>>>>

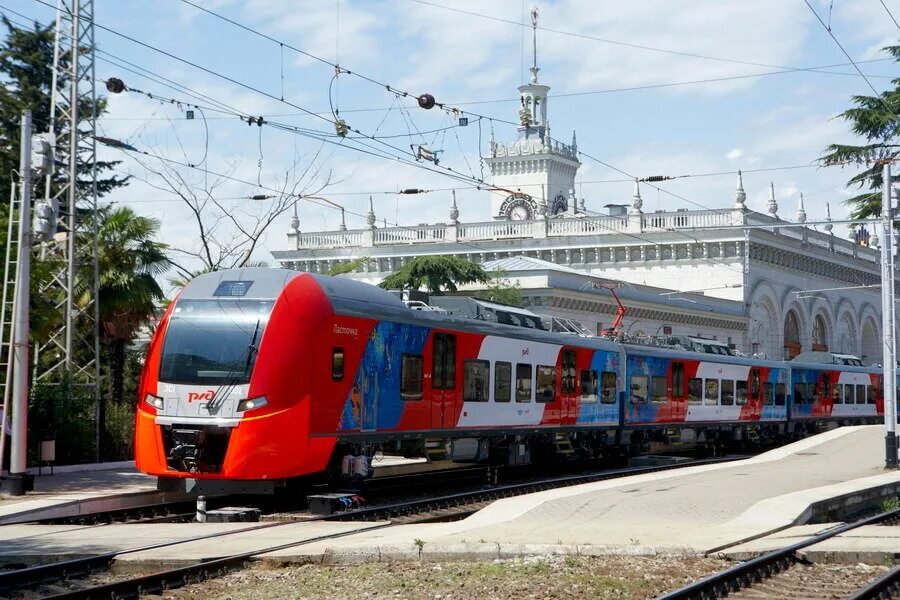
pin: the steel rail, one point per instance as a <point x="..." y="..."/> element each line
<point x="764" y="566"/>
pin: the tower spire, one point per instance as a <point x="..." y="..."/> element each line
<point x="534" y="68"/>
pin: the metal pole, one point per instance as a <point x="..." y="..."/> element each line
<point x="887" y="322"/>
<point x="18" y="455"/>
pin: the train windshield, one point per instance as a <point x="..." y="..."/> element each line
<point x="213" y="342"/>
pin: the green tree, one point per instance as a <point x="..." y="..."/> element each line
<point x="873" y="118"/>
<point x="437" y="274"/>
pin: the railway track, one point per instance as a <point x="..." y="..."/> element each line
<point x="780" y="574"/>
<point x="87" y="577"/>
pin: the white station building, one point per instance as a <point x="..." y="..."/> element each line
<point x="683" y="272"/>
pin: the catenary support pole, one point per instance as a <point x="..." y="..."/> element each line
<point x="887" y="321"/>
<point x="21" y="328"/>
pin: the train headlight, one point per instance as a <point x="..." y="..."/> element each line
<point x="251" y="403"/>
<point x="154" y="401"/>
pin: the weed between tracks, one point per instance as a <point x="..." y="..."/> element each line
<point x="572" y="578"/>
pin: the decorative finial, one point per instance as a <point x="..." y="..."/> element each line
<point x="801" y="211"/>
<point x="740" y="197"/>
<point x="534" y="68"/>
<point x="773" y="205"/>
<point x="454" y="211"/>
<point x="295" y="221"/>
<point x="370" y="217"/>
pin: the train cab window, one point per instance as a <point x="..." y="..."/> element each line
<point x="727" y="392"/>
<point x="659" y="389"/>
<point x="608" y="382"/>
<point x="588" y="385"/>
<point x="740" y="392"/>
<point x="568" y="374"/>
<point x="337" y="364"/>
<point x="769" y="391"/>
<point x="546" y="383"/>
<point x="443" y="373"/>
<point x="411" y="377"/>
<point x="502" y="381"/>
<point x="639" y="384"/>
<point x="523" y="383"/>
<point x="695" y="390"/>
<point x="780" y="394"/>
<point x="476" y="381"/>
<point x="848" y="394"/>
<point x="711" y="393"/>
<point x="678" y="380"/>
<point x="799" y="393"/>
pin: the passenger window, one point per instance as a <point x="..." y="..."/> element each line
<point x="659" y="389"/>
<point x="502" y="381"/>
<point x="695" y="390"/>
<point x="568" y="374"/>
<point x="740" y="392"/>
<point x="523" y="383"/>
<point x="848" y="394"/>
<point x="639" y="385"/>
<point x="799" y="393"/>
<point x="411" y="377"/>
<point x="712" y="391"/>
<point x="727" y="392"/>
<point x="678" y="380"/>
<point x="476" y="381"/>
<point x="546" y="383"/>
<point x="780" y="394"/>
<point x="588" y="385"/>
<point x="337" y="364"/>
<point x="607" y="387"/>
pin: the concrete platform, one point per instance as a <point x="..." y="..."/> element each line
<point x="690" y="510"/>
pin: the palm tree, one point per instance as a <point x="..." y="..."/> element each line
<point x="438" y="274"/>
<point x="129" y="261"/>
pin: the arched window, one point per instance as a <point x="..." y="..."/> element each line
<point x="792" y="345"/>
<point x="820" y="334"/>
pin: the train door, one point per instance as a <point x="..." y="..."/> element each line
<point x="443" y="380"/>
<point x="568" y="388"/>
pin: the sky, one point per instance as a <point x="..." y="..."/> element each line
<point x="596" y="51"/>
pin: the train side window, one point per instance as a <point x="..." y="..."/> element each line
<point x="546" y="383"/>
<point x="476" y="380"/>
<point x="848" y="394"/>
<point x="695" y="390"/>
<point x="502" y="381"/>
<point x="523" y="382"/>
<point x="608" y="381"/>
<point x="411" y="377"/>
<point x="799" y="393"/>
<point x="337" y="364"/>
<point x="588" y="385"/>
<point x="711" y="393"/>
<point x="727" y="392"/>
<point x="639" y="384"/>
<point x="659" y="389"/>
<point x="568" y="374"/>
<point x="678" y="380"/>
<point x="740" y="392"/>
<point x="780" y="394"/>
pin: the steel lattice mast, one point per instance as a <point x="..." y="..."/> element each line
<point x="73" y="348"/>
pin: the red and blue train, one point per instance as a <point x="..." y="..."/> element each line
<point x="266" y="375"/>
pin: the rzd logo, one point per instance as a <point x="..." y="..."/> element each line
<point x="197" y="396"/>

<<<<

# [PROBLEM TO WORK ON]
Recast every one of the records above as a two-column CSV headed input,output, with one row per record. Put its wording in the first field and its answer in the second, quote each field, turn line breaks into spaces, and leave the pictures out.

# [TASK ANSWER]
input,output
"pin: the steel rail, one point per instance as a <point x=""..."" y=""...""/> element each line","<point x=""764"" y=""566""/>"
"pin: the tower spire, one point per instance as a <point x=""..."" y=""...""/> element each line","<point x=""534"" y=""68""/>"
"pin: the metal pole, one point per instance as a <point x=""..."" y=""...""/> element each line","<point x=""887"" y=""322""/> <point x=""18"" y=""455""/>"
"pin: the train windshield, one point per instance as a <point x=""..."" y=""...""/> element each line","<point x=""213"" y=""342""/>"
"pin: the green tree, one point per instance as a <point x=""..."" y=""...""/> element each line","<point x=""873"" y=""118""/> <point x=""437"" y=""274""/>"
"pin: the railway track, one point per instance as a <point x=""..."" y=""...""/> element each line","<point x=""780"" y=""574""/> <point x=""87"" y=""577""/>"
"pin: the white station building, one point per instance as a <point x=""..."" y=""...""/> element each line","<point x=""683"" y=""272""/>"
"pin: the catenary support pole, one point per instance as a <point x=""..."" y=""...""/> element each line","<point x=""887"" y=""321""/> <point x=""21"" y=""328""/>"
"pin: the train headlight, one point per instance as a <point x=""..."" y=""...""/> element each line","<point x=""251"" y=""403""/> <point x=""154"" y=""401""/>"
"pin: the weed between tracks, one point per instance as a <point x=""..."" y=""...""/> element each line","<point x=""572"" y=""578""/>"
"pin: the decorative finial, one point per instance as a <point x=""..."" y=""...""/> element each line","<point x=""801"" y=""211""/> <point x=""740"" y=""197""/> <point x=""534"" y=""68""/> <point x=""773"" y=""205""/> <point x=""454"" y=""211""/> <point x=""295"" y=""221""/> <point x=""370"" y=""217""/>"
"pin: the train cab window, one point per instance as a <point x=""..."" y=""...""/> element each line","<point x=""727"" y=""392""/> <point x=""659"" y=""389""/> <point x=""608"" y=""382""/> <point x=""588"" y=""385""/> <point x=""740"" y=""392""/> <point x=""568"" y=""374""/> <point x=""337"" y=""364""/> <point x=""769"" y=""391""/> <point x=""546"" y=""383""/> <point x=""443"" y=""373""/> <point x=""411"" y=""377""/> <point x=""502"" y=""381""/> <point x=""639"" y=""384""/> <point x=""523"" y=""383""/> <point x=""695"" y=""390""/> <point x=""780"" y=""394""/> <point x=""476"" y=""381""/> <point x=""848"" y=""394""/> <point x=""711"" y=""393""/> <point x=""678"" y=""380""/> <point x=""799"" y=""393""/>"
"pin: the passenger window, one point per instance as a <point x=""..."" y=""...""/> element each line","<point x=""659"" y=""389""/> <point x=""502"" y=""381""/> <point x=""695"" y=""390""/> <point x=""568"" y=""374""/> <point x=""740"" y=""392""/> <point x=""523"" y=""383""/> <point x=""848"" y=""394""/> <point x=""639"" y=""385""/> <point x=""799"" y=""393""/> <point x=""411"" y=""377""/> <point x=""712"" y=""391""/> <point x=""727"" y=""392""/> <point x=""678"" y=""380""/> <point x=""476"" y=""381""/> <point x=""546"" y=""383""/> <point x=""780"" y=""394""/> <point x=""588"" y=""385""/> <point x=""337"" y=""364""/> <point x=""607"" y=""387""/>"
"pin: the concrete platform, one point per instance as a <point x=""..."" y=""...""/> element each line","<point x=""690"" y=""510""/>"
"pin: the palm tree, one point per instance as a <point x=""..."" y=""...""/> element each line","<point x=""438"" y=""274""/> <point x=""129"" y=""261""/>"
"pin: the arched window, one point per instance as a <point x=""..."" y=""...""/> element each line","<point x=""792"" y=""345""/> <point x=""820"" y=""334""/>"
"pin: the train door, one point per instance as a <point x=""..."" y=""...""/> element each line","<point x=""443"" y=""380""/> <point x=""568"" y=""388""/>"
"pin: the sky, one point per instance as a <point x=""..."" y=""...""/> element each line","<point x=""596"" y=""51""/>"
"pin: the train side window, one point per instance as a <point x=""..."" y=""...""/> element each line","<point x=""546"" y=""383""/> <point x=""476"" y=""380""/> <point x=""848"" y=""394""/> <point x=""695"" y=""390""/> <point x=""502"" y=""381""/> <point x=""523"" y=""382""/> <point x=""608"" y=""381""/> <point x=""411"" y=""377""/> <point x=""799"" y=""393""/> <point x=""337"" y=""364""/> <point x=""588"" y=""385""/> <point x=""711"" y=""393""/> <point x=""727"" y=""392""/> <point x=""639"" y=""384""/> <point x=""659"" y=""389""/> <point x=""568"" y=""374""/> <point x=""678"" y=""380""/> <point x=""740"" y=""392""/> <point x=""780"" y=""394""/>"
"pin: the steel lattice mast, one point per instance as a <point x=""..."" y=""...""/> element each line","<point x=""73"" y=""348""/>"
"pin: the red and blue train, one point per instance as a <point x=""..."" y=""...""/> element each line","<point x=""266"" y=""375""/>"
"pin: the rzd logo, one point per instance as a <point x=""..."" y=""...""/> element each line","<point x=""197"" y=""396""/>"